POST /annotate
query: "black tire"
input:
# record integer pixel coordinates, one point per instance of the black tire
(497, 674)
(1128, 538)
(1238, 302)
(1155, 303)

= EXERCISE INSTRUCTIONS =
Please convert the listing above into a Markdown table with the columns "Number" and "Text", one row per line, skipping any blank lines.

= RESPONSE TO THIS EXERCISE =
| Number | Text |
|---|---|
| 1 | POST /annotate |
| 2 | query: "black tire" |
| 3 | input: |
| 4 | # record integer pixel coordinates, one point per instance of the black tire |
| 5 | (497, 674) |
| 6 | (1128, 538) |
| 7 | (1238, 302) |
| 8 | (1155, 303) |